Assignment 1:
Please answer these questions using the alumni notes:
(a) From which university did Brian Jones receive his Ph.D., and in what year?
(b) In which city was the SAA Conference where Lisa M. Lauria gave a paper?
(c) At which institution will Katherine Lorimer complete a Masters in Library Science?
Assignment 2: Duplicate a portion of the alumni notes word for word. Begin at the words "Brian Jones (OC" and end after the words "Lauria (OC '95)".
[[ Source passage open ]]
Brian Jones (OC '86) received his Ph.D. in Anthropology from the University of Connecticut in 1998. He is the Supervisor of Field Archaeology for the Mashantucket Pequot Museum and Research Center in Mashantucket, CT, which means that he is responsible for planning, implementing, and overseeing all excavation on the Reservation and adjacent tribally-owned lands. His current research focuses on the Paleoindian settlement of New England. Brian lives in Colchester, CT with his wife, Margaret O'Keefe, and their two children, Tristan (age 5), and Fiona (19 months). (6/02)

Lisa M. Lauria (OC '95)
is continuing her graduate work in anthropology at the University of Virginia. Her dissertation is titled, "Defining Susquehannock: Peoples of the Lower Susquehanna and Upper Potomac River Valleys, AD 1500- to 1763." She spent the last two and half years working at a multi-component Monacan Indian village site just north of Charlottesville and led a field school there last summer with another grad student. They have established a strong working relationship with members of the Monacan Indian Nation living in Amherst, VA. Lisa gave a paper at the SAA Conference in Denver talking about one aspect of that relationship--the process of transferring ownership of a private collection that was purchased by the NPS back to the Monacan Ancestral Museum. (5/02)

Nedra Lee (OC '02) is currently working in the development office of the Smithsonian Institution Libraries. She came to the Libraries after working for the Historical Society and City Museum of Washington, DC for nearly 3 years. She is presently in the process of applying to graduate school, and hopes to be admitted into an Anthropology program as a doctoral candidate for the fall of 2006. (11/05)

Katherine Lorimer (OC '94) will complete a Masters in Library Science this summer at the Pratt Institute in Brooklyn, NY. She previously earned an MA in German at the University of Pennsylvania. (6/02)
[[ Source passage closed ]]
[[ Exercise data open ]]
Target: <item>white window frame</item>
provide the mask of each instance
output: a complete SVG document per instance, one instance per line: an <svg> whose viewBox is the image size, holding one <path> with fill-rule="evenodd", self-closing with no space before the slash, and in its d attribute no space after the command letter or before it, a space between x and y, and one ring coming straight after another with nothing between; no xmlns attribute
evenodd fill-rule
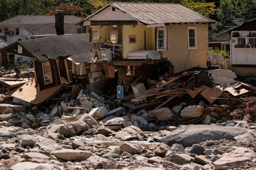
[[ Exercise data closed ]]
Answer box 1:
(a) The University of Connecticut, in 1998.
(b) Denver.
(c) The Pratt Institute in Brooklyn, NY.

Answer box 2:
Brian Jones (OC '86) received his Ph.D. in Anthropology from the University of Connecticut in 1998. He is the Supervisor of Field Archaeology for the Mashantucket Pequot Museum and Research Center in Mashantucket, CT, which means that he is responsible for planning, implementing, and overseeing all excavation on the Reservation and adjacent tribally-owned lands. His current research focuses on the Paleoindian settlement of New England. Brian lives in Colchester, CT with his wife, Margaret O'Keefe, and their two children, Tristan (age 5), and Fiona (19 months). (6/02)

Lisa M. Lauria (OC '95)